Exercise task | Starting with the line that contains "Spot the foliage", set down each line through the end of the entries below, exactly and with nothing added.

Material for the task |
+++

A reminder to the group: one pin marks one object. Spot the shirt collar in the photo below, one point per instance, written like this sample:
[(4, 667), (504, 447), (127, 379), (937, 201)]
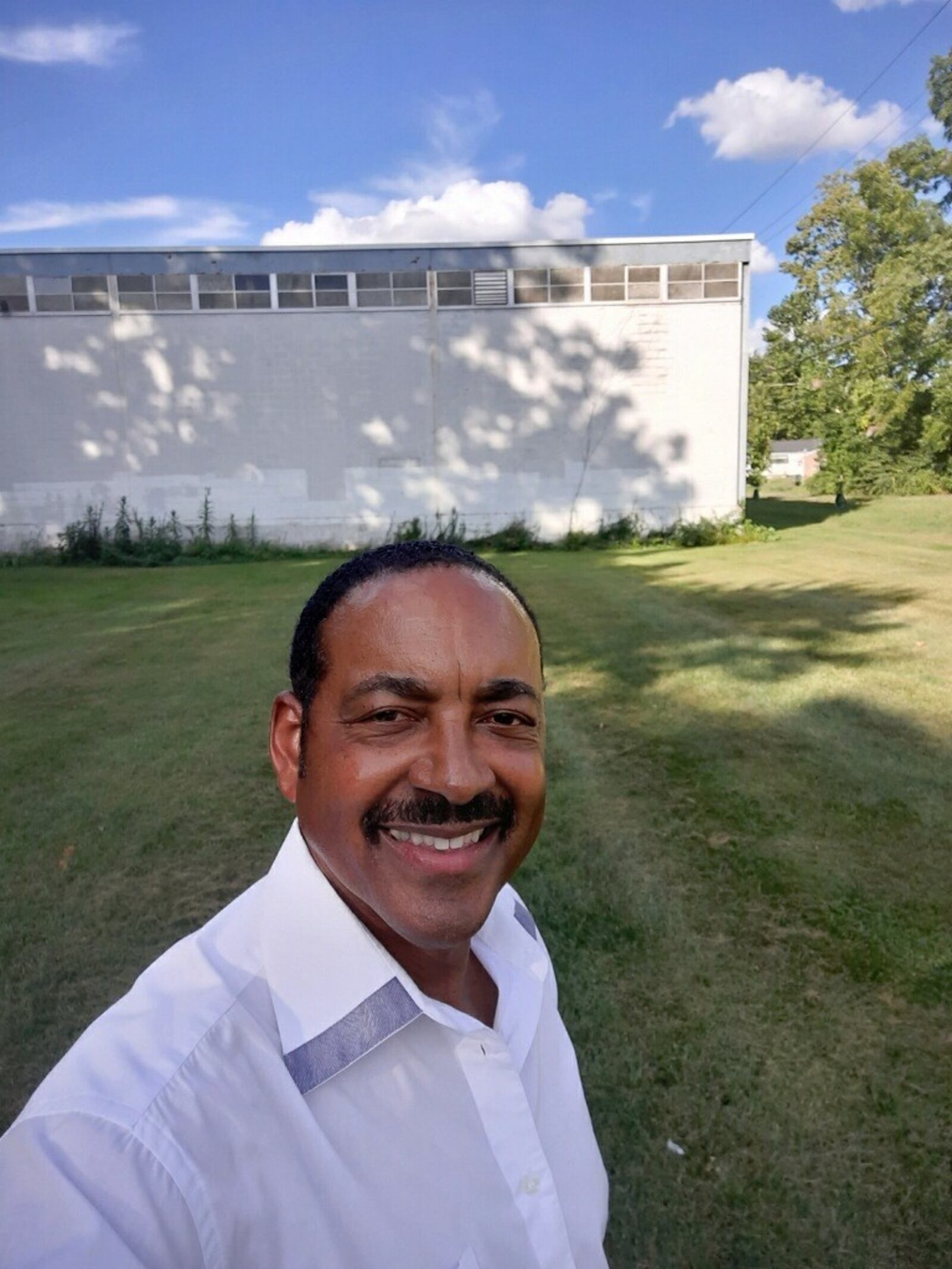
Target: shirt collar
[(337, 991)]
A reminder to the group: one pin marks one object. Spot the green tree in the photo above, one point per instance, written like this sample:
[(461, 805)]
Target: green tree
[(861, 352)]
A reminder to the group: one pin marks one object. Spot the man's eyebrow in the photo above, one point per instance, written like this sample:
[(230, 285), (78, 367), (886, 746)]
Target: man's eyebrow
[(505, 690), (396, 684)]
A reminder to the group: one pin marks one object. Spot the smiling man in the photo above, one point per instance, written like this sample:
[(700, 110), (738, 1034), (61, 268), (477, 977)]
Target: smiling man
[(359, 1063)]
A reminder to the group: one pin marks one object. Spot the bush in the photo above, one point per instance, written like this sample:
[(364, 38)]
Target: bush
[(515, 536), (131, 541), (882, 474), (624, 531), (709, 532)]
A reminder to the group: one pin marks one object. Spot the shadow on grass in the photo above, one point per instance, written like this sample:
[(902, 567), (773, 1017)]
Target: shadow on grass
[(744, 883), (790, 513), (639, 627)]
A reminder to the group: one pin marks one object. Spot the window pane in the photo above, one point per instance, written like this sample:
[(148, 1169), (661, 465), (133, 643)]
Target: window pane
[(182, 303), (52, 286), (217, 301), (720, 272), (210, 282), (684, 273), (608, 292), (411, 280), (455, 296), (93, 302), (254, 300), (293, 282), (54, 303), (568, 294), (141, 300), (216, 282), (531, 294), (374, 300), (608, 273), (86, 286), (167, 282), (566, 277), (720, 290), (683, 290)]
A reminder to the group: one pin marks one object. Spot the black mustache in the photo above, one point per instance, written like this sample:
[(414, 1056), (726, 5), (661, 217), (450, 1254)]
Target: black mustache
[(433, 809)]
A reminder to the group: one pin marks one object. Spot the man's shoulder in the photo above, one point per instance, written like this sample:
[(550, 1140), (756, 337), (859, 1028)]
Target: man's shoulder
[(125, 1058)]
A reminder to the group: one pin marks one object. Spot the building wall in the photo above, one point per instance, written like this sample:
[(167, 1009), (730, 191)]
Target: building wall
[(330, 425)]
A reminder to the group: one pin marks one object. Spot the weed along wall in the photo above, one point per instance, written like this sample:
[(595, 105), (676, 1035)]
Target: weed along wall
[(331, 393)]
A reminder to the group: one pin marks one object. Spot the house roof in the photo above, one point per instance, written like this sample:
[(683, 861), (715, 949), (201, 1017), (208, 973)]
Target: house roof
[(795, 447)]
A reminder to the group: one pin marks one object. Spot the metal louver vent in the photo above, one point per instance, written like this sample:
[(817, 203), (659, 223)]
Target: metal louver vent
[(490, 289)]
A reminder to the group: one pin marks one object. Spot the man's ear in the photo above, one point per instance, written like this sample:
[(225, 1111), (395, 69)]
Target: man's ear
[(286, 742)]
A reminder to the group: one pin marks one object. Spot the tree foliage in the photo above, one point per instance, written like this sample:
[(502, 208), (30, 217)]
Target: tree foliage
[(861, 352)]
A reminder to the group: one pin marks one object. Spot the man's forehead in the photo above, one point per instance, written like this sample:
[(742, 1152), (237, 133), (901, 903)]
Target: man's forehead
[(428, 618)]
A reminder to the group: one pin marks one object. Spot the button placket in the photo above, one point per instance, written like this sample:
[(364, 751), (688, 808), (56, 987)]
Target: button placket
[(513, 1136)]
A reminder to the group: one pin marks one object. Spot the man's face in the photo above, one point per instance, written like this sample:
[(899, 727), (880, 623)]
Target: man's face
[(428, 725)]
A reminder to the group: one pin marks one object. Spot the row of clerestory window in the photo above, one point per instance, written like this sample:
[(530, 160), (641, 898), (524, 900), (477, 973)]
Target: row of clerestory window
[(408, 289)]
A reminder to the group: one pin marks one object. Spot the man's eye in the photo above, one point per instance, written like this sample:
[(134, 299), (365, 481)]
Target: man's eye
[(507, 719)]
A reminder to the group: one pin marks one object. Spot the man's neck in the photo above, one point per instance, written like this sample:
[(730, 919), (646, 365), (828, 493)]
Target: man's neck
[(452, 975)]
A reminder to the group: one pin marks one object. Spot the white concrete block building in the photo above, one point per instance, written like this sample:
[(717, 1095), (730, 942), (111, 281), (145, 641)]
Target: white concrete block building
[(338, 390)]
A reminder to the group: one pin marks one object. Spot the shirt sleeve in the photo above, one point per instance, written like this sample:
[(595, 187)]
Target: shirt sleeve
[(80, 1192)]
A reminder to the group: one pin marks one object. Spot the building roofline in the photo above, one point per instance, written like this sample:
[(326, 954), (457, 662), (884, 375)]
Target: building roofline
[(372, 246)]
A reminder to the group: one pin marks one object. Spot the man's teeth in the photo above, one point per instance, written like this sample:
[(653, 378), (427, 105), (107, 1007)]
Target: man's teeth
[(424, 839)]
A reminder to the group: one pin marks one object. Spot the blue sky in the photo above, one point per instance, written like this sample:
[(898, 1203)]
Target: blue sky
[(301, 121)]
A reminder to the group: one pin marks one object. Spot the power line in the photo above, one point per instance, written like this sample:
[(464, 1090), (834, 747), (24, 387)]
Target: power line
[(851, 160), (826, 131), (782, 231), (868, 334)]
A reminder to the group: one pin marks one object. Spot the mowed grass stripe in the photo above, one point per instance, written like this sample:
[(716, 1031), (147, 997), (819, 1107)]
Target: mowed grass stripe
[(744, 876)]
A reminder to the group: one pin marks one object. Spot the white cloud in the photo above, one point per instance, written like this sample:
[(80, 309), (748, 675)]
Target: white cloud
[(762, 258), (860, 5), (768, 115), (94, 43), (466, 211), (177, 220), (643, 205), (439, 196)]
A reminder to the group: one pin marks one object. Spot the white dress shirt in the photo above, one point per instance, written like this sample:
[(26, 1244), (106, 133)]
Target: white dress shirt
[(277, 1092)]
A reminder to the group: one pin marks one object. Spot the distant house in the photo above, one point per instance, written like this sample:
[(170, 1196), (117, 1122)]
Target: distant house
[(797, 459)]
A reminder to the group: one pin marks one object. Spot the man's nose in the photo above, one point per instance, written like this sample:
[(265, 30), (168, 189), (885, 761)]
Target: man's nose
[(452, 764)]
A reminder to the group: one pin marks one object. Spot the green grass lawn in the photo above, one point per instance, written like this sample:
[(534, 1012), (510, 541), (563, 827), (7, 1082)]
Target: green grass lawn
[(746, 875)]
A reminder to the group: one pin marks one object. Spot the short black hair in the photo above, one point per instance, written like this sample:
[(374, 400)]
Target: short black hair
[(309, 662)]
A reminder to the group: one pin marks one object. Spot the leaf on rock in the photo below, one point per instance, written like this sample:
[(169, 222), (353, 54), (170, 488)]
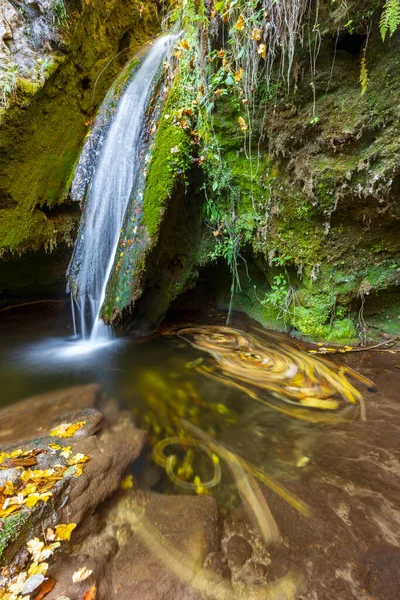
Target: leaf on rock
[(38, 568), (33, 499), (67, 429), (127, 483), (32, 583), (63, 532), (77, 459)]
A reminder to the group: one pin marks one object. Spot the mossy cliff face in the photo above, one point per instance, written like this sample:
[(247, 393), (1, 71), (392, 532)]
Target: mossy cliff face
[(48, 112), (161, 241), (314, 191), (333, 209)]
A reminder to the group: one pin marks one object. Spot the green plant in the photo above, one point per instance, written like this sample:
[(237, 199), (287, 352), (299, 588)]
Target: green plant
[(59, 13), (277, 297), (390, 19), (8, 84)]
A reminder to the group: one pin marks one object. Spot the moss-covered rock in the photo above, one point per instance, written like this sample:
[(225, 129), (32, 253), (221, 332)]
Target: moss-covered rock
[(46, 120)]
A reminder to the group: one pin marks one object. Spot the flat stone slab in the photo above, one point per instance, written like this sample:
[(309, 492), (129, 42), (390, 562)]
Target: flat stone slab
[(141, 545)]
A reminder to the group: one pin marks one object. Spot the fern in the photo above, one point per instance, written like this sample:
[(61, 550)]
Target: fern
[(364, 76), (390, 19)]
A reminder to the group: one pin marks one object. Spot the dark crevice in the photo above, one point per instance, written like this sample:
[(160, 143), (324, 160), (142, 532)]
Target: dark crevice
[(85, 83)]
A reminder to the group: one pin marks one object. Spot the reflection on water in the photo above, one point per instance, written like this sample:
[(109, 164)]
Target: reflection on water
[(327, 488)]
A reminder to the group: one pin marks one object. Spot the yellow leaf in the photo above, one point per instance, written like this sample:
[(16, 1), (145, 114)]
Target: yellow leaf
[(317, 403), (239, 74), (38, 568), (16, 453), (67, 429), (78, 459), (29, 489), (8, 511), (66, 453), (240, 23), (127, 483), (262, 49), (8, 489), (63, 532), (242, 124), (33, 499), (78, 470)]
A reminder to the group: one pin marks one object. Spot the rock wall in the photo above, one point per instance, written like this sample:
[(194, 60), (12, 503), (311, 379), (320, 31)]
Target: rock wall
[(313, 191), (59, 61)]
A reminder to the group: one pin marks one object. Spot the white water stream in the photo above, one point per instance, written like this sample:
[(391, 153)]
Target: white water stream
[(107, 200)]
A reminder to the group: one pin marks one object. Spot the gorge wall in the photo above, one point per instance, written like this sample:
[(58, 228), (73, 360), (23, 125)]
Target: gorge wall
[(291, 196)]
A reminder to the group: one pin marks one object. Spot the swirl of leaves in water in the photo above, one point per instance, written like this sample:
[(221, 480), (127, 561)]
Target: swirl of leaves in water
[(276, 367), (168, 463)]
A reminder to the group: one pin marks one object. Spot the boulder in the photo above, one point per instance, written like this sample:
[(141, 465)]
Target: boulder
[(141, 545)]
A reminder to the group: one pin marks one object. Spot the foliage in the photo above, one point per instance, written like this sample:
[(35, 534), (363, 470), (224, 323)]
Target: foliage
[(278, 295), (364, 75), (390, 19), (8, 84), (59, 13)]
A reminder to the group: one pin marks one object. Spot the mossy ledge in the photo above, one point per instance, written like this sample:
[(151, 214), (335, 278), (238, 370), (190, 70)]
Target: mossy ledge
[(45, 124)]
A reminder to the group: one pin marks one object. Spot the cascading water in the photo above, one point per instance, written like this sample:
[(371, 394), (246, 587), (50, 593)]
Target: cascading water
[(110, 189)]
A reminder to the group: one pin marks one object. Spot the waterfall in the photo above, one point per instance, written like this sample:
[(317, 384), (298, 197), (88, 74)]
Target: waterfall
[(117, 168)]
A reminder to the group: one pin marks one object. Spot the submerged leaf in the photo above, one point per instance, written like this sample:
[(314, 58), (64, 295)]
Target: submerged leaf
[(127, 483)]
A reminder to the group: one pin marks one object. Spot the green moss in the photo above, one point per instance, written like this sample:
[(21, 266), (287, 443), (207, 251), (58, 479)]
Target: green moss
[(161, 177), (11, 528), (44, 127)]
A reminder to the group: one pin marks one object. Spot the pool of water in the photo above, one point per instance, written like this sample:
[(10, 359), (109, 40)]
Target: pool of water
[(346, 472)]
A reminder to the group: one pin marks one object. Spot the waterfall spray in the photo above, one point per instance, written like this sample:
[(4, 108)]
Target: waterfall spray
[(113, 180)]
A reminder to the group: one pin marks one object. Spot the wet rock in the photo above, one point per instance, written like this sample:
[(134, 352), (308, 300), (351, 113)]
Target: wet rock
[(238, 550), (253, 573), (106, 436), (142, 546), (217, 563), (381, 572)]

+++

Output below |
A reminder to the group: one pin marks one object. Spot the foliage in the photo above, one point per instance, written like this sample:
[(35, 534), (363, 470), (224, 323)]
Target: foliage
[(278, 295), (364, 75), (390, 19), (8, 84), (59, 13)]
A reminder to the group: one pin marks one object. Spot the mossy ledge in the photo above, one point per instance, written like this sample:
[(151, 214), (335, 278), (238, 370), (190, 70)]
Target: mossy ledge
[(45, 124)]
A reminder to the group: one pin marks one object. Spot the cascading water in the photo above, one point per instance, written like this sample:
[(371, 394), (246, 587), (50, 593)]
Target: cascading water
[(110, 189)]
A reminder to the group: one pin marks one object. Spot the waterfall in the photo above, one point per instance, written like this sample:
[(317, 384), (298, 197), (88, 74)]
Target: waterfall
[(117, 168)]
A reminder to the group: one pin marks one object. Spot the submerged leaf in the photo above, one point per instance, written like this sample:
[(314, 58), (64, 295)]
Target: submerged leaf
[(127, 483)]
A reminder to the group: one pin marks one object. Spot the green moss in the photo above, one point per instance, written like this sample:
[(21, 266), (287, 443), (207, 251), (58, 479)]
Target: green moss
[(161, 177), (11, 528), (44, 127)]
A reminder to the group: one pin marks one object. Spot the pool of water in the photo above, one point per instance, written like this sample:
[(10, 359), (109, 40)]
Target: pool of water
[(346, 472)]
A reminder to the group: one pin marks one object. Spot the waterfall spray in the photo above, one point per instance, written like this sample:
[(4, 108)]
Target: waterfall spray
[(113, 180)]
A reminder to the group: one pin marks one object. Spot the wet rock in the photo above, one point per instance, written like this sample:
[(134, 352), (308, 300), (351, 113)]
Target: wet rock
[(238, 550), (253, 573), (106, 436), (142, 546), (217, 563), (381, 572)]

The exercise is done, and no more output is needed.